Go over the records and copy every line with the string "instance".
---- Data for review
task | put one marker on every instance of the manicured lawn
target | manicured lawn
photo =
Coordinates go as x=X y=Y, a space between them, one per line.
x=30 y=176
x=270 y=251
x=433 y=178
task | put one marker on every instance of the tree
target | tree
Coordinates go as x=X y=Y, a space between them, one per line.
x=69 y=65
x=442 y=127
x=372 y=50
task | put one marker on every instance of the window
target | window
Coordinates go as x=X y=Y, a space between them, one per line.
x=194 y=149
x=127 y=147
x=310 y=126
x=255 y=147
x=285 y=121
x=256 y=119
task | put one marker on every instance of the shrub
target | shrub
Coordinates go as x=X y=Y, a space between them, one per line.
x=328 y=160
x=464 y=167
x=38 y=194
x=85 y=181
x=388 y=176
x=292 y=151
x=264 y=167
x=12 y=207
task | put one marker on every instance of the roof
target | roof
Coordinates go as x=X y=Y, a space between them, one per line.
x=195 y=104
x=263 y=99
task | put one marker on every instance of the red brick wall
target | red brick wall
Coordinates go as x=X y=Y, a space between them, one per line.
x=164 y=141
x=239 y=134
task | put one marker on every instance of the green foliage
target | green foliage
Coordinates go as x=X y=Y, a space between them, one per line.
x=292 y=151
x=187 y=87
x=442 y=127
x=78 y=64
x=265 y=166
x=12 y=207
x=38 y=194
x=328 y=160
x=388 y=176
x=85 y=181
--------
--- Answer for this exercise ---
task | put one marker on every instance of the manicured lawn
task | put one marker on every instance of the tree
task | put one marker on every instance of the window
task | put one marker on every instance of the shrub
task | put one marker on every instance of the roof
task | put one marker on every instance of the red brick wall
task | put one marker on every instance of the green foliage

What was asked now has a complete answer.